* [Work to complete] Report, in full, each line of the material below in which the string "with" occurs.

* [Dataset]
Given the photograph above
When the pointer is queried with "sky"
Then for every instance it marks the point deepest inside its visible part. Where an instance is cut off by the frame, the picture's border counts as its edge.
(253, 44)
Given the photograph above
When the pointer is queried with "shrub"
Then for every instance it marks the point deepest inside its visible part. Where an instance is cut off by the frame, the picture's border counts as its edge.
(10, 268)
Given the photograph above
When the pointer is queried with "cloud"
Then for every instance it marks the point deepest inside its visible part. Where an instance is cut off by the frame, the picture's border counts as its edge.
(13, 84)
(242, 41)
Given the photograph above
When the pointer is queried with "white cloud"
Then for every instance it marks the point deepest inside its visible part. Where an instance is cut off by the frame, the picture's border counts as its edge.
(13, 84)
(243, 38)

* [Exercise output]
When the pointer is queried with "sky"
When the pointer is queried with "shrub"
When the pointer is queried with "cloud"
When the pointer is queried with "white cloud"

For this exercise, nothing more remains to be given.